● Brief:
Please locate each line in the rows below that contains the string "hillside" and copy every such line.

[Point annotation records]
+---+
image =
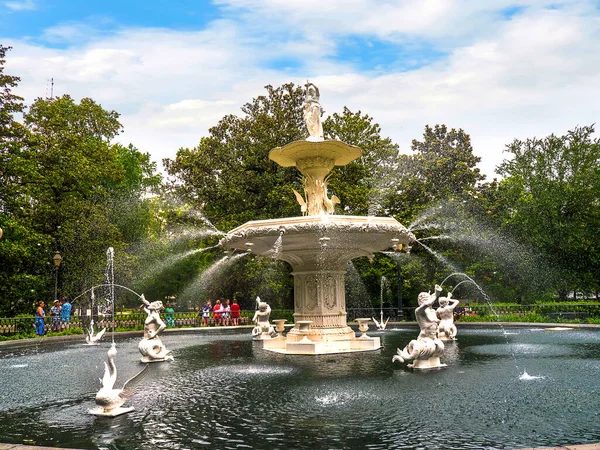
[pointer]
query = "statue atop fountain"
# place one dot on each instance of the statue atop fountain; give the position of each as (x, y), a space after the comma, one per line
(313, 113)
(151, 347)
(426, 350)
(447, 329)
(263, 328)
(317, 244)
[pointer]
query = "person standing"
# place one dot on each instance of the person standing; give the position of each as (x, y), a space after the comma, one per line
(40, 323)
(206, 309)
(226, 313)
(217, 312)
(65, 311)
(235, 313)
(170, 315)
(55, 313)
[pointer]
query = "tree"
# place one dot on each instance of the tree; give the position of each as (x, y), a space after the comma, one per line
(552, 193)
(362, 184)
(443, 168)
(229, 174)
(67, 187)
(230, 178)
(21, 278)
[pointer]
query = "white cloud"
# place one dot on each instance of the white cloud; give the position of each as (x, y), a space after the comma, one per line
(529, 76)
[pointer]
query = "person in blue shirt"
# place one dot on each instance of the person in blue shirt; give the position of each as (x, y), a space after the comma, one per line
(40, 316)
(65, 310)
(55, 313)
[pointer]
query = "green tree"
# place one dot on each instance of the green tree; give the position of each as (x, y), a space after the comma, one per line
(230, 178)
(67, 187)
(443, 167)
(552, 193)
(21, 247)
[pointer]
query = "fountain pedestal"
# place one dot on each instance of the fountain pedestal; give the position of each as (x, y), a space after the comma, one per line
(319, 266)
(319, 244)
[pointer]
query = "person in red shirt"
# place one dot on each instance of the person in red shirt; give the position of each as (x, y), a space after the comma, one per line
(217, 312)
(235, 313)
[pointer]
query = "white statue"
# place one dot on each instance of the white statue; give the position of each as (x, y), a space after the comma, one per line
(313, 113)
(317, 200)
(263, 329)
(447, 329)
(91, 338)
(380, 324)
(109, 399)
(151, 347)
(426, 350)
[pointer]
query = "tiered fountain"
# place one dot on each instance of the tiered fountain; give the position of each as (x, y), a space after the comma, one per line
(318, 244)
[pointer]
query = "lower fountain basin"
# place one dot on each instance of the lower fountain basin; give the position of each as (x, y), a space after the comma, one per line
(318, 248)
(223, 391)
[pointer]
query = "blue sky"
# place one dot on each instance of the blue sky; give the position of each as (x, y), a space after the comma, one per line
(499, 69)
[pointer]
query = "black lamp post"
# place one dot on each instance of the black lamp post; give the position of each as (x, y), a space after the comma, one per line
(57, 260)
(398, 249)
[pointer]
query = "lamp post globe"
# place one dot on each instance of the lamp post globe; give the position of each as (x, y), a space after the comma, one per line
(57, 260)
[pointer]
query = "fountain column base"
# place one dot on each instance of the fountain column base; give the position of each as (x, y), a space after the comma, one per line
(306, 346)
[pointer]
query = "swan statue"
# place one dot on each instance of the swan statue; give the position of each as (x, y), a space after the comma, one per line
(380, 325)
(109, 400)
(92, 339)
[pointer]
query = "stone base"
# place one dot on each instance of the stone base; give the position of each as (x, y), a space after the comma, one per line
(146, 359)
(112, 413)
(306, 346)
(429, 363)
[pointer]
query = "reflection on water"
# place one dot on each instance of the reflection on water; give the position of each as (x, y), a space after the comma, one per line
(222, 391)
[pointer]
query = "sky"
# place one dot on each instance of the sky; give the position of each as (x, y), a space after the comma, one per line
(499, 69)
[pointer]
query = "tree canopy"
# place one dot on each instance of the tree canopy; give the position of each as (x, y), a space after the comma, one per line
(66, 186)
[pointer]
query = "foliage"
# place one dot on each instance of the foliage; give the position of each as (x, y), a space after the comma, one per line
(552, 192)
(66, 187)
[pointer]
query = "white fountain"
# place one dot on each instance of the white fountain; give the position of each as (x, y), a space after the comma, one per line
(151, 347)
(380, 324)
(319, 244)
(93, 338)
(425, 351)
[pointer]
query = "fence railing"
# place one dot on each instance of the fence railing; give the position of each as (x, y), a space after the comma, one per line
(132, 321)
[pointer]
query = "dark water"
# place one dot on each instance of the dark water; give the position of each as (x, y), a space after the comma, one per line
(223, 392)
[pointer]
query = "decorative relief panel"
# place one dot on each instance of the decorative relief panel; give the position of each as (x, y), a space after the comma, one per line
(311, 297)
(329, 291)
(298, 292)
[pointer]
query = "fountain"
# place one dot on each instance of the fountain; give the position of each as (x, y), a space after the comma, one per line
(93, 338)
(426, 350)
(109, 400)
(318, 244)
(151, 347)
(380, 325)
(263, 329)
(446, 328)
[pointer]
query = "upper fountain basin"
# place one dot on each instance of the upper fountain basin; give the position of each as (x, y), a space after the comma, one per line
(338, 152)
(353, 235)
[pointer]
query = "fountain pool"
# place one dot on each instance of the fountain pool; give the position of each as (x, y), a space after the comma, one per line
(224, 391)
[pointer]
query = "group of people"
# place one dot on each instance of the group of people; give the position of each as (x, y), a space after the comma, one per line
(60, 314)
(223, 312)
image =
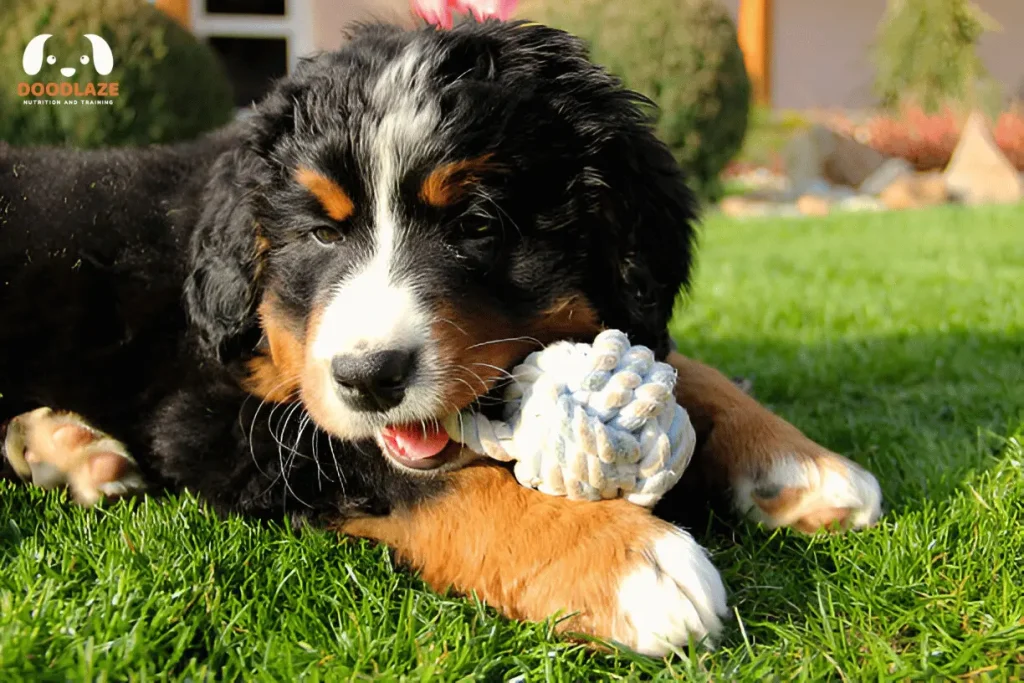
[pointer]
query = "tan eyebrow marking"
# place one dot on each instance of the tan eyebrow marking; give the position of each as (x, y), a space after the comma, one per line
(334, 200)
(449, 183)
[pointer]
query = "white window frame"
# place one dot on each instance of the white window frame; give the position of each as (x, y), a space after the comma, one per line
(295, 27)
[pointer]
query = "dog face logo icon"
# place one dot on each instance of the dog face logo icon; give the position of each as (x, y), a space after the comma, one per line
(35, 54)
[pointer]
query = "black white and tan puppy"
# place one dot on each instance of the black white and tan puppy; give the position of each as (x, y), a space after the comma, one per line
(278, 316)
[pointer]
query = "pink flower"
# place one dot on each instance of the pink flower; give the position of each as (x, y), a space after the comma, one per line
(438, 12)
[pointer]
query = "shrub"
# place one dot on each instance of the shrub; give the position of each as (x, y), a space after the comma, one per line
(171, 86)
(927, 53)
(681, 53)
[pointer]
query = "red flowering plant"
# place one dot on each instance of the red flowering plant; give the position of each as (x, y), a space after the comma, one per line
(927, 140)
(440, 12)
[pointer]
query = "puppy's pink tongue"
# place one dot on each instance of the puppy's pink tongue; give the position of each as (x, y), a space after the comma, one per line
(415, 442)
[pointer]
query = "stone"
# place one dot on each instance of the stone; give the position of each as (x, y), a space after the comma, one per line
(978, 171)
(821, 154)
(813, 205)
(885, 175)
(915, 191)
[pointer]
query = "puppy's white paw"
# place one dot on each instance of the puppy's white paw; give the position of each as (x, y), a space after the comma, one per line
(673, 594)
(810, 493)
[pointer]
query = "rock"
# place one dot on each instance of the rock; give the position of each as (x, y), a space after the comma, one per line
(822, 154)
(884, 175)
(915, 190)
(742, 207)
(978, 171)
(813, 205)
(860, 203)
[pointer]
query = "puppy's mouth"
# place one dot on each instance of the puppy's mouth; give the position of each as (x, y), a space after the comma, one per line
(418, 446)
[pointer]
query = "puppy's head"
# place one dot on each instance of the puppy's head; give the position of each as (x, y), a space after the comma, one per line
(428, 207)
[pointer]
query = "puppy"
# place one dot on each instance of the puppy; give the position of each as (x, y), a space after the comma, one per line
(278, 316)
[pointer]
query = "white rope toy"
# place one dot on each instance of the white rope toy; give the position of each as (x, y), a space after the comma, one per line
(588, 421)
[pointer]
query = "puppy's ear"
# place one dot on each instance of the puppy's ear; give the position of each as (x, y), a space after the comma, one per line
(221, 290)
(650, 215)
(632, 190)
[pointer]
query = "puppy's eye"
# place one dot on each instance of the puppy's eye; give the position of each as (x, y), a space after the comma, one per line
(477, 230)
(327, 235)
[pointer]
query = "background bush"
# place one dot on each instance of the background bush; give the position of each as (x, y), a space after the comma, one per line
(171, 85)
(681, 53)
(928, 140)
(926, 53)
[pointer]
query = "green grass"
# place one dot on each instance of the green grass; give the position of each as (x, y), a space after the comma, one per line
(897, 339)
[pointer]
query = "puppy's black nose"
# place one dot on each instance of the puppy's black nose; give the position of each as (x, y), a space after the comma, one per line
(373, 381)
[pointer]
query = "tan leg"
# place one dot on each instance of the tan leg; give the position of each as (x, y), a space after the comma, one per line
(613, 569)
(774, 473)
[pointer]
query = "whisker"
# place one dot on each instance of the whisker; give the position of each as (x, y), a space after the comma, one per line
(534, 340)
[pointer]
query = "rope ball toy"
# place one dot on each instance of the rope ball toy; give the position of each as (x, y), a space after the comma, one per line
(588, 421)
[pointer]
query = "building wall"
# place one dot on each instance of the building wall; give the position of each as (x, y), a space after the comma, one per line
(1003, 51)
(822, 50)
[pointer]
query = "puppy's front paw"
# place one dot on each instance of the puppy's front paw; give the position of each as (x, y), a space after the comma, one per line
(672, 594)
(804, 485)
(52, 450)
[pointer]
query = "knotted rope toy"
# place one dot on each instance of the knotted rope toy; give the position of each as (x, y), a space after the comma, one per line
(588, 421)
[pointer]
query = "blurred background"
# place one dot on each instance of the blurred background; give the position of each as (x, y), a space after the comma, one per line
(774, 107)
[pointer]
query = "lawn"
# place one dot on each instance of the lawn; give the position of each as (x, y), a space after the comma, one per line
(897, 339)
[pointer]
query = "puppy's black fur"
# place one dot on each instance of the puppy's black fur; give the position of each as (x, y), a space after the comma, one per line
(130, 279)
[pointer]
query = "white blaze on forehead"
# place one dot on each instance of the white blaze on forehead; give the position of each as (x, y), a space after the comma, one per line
(375, 307)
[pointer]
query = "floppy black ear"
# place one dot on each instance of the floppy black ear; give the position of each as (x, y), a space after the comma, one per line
(650, 214)
(221, 289)
(641, 212)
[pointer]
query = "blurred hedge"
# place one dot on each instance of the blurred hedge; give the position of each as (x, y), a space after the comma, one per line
(681, 53)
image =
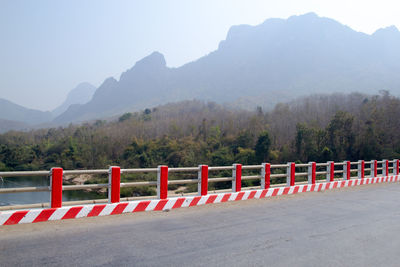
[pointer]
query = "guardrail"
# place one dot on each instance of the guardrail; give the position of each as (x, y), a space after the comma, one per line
(114, 184)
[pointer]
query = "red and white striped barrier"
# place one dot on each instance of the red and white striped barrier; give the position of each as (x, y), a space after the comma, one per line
(72, 212)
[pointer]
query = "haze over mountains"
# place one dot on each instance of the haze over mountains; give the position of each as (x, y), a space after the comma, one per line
(257, 65)
(16, 117)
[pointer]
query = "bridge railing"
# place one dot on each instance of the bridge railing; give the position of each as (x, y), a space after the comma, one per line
(310, 173)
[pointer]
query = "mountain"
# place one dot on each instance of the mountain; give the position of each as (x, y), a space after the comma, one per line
(7, 125)
(79, 95)
(10, 111)
(258, 65)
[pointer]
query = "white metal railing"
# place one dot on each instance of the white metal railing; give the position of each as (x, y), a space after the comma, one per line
(288, 171)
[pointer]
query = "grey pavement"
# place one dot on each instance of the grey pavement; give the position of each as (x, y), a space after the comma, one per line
(357, 226)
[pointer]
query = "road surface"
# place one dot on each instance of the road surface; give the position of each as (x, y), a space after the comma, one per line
(357, 226)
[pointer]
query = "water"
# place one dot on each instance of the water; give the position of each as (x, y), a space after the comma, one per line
(37, 197)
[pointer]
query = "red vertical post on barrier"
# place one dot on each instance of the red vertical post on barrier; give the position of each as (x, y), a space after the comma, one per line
(265, 176)
(374, 168)
(114, 184)
(312, 168)
(56, 178)
(237, 178)
(361, 168)
(346, 170)
(330, 171)
(385, 166)
(290, 174)
(162, 182)
(203, 180)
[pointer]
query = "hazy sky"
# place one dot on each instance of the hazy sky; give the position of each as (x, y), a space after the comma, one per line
(48, 47)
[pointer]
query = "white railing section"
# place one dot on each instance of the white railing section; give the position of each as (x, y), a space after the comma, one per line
(312, 172)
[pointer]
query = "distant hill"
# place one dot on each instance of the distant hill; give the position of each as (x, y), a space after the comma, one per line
(7, 125)
(79, 95)
(258, 65)
(10, 111)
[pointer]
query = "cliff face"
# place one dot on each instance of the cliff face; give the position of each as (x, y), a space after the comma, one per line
(258, 65)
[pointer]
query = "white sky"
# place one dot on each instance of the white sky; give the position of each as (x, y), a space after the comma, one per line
(48, 47)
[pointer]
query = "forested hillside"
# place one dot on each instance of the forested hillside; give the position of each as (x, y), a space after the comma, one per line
(189, 133)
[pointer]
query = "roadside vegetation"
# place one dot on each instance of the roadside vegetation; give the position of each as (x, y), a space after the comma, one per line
(316, 128)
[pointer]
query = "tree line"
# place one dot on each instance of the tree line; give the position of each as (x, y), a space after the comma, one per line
(315, 128)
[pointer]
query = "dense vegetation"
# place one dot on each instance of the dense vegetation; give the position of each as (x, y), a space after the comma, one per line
(316, 128)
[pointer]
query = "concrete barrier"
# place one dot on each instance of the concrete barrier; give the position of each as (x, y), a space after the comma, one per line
(72, 212)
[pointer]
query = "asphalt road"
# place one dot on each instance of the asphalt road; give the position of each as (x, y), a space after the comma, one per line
(357, 226)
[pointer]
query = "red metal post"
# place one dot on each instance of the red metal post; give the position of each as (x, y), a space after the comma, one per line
(374, 168)
(203, 180)
(312, 168)
(265, 176)
(330, 171)
(237, 178)
(386, 167)
(162, 182)
(56, 187)
(361, 168)
(346, 170)
(290, 174)
(114, 181)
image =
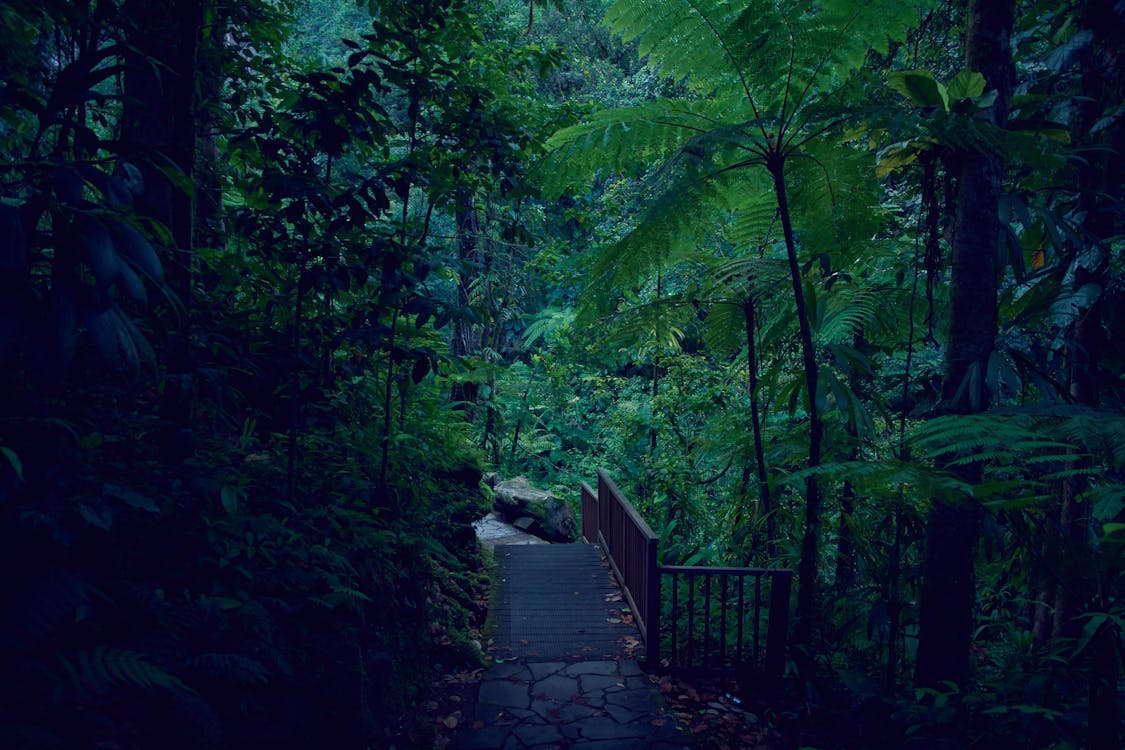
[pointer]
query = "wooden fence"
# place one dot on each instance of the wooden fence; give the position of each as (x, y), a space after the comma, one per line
(716, 620)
+---+
● Result for this exercise:
query = "forested hillside"
# place one dot on each instance of the forested hillside; give the position of each as (x, y), a space after the comma, one per line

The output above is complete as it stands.